SET PROBLEM —
Copy each entry as it stands, leaving nothing out.

--- Begin ---

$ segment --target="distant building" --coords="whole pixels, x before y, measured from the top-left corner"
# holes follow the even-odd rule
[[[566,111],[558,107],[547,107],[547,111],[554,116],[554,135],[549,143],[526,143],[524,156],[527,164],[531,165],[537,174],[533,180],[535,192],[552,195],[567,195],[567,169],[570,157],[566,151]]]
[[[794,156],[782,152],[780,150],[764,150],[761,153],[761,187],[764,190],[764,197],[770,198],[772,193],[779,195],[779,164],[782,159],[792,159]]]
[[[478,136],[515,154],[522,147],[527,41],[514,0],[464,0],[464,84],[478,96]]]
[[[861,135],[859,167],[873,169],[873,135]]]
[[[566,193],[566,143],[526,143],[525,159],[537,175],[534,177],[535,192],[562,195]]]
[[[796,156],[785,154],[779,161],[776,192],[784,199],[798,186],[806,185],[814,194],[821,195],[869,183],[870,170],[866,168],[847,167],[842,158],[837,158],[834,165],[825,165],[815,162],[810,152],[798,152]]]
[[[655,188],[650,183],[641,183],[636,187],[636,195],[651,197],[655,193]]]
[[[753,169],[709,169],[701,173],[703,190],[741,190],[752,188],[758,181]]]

--- End ---

THE SOLUTION —
$ segment --target="distant building" --coords="whole pixels, x before y, measured from the top-left corner"
# holes follow the even-odd rule
[[[566,111],[558,107],[547,107],[547,111],[554,116],[554,135],[549,143],[526,143],[524,156],[527,164],[531,165],[537,174],[533,180],[535,192],[552,195],[567,195],[567,169],[570,157],[566,151]]]
[[[794,156],[782,152],[780,150],[764,150],[761,153],[761,187],[764,190],[764,197],[770,198],[772,193],[779,195],[779,164],[782,159],[792,159]]]
[[[478,136],[515,154],[522,147],[527,41],[514,0],[464,0],[464,84],[478,96]]]
[[[861,135],[859,167],[873,169],[873,135]]]
[[[566,193],[566,143],[526,143],[525,159],[537,175],[534,177],[535,192],[562,195]]]
[[[796,156],[785,154],[779,161],[776,192],[784,199],[798,186],[806,185],[814,194],[821,195],[869,183],[870,170],[866,168],[847,167],[842,158],[837,158],[834,165],[825,165],[815,162],[810,152],[798,152]]]
[[[655,188],[650,183],[641,183],[636,187],[636,195],[651,197],[655,193]]]
[[[753,169],[709,169],[701,173],[703,190],[741,190],[752,188],[758,181]]]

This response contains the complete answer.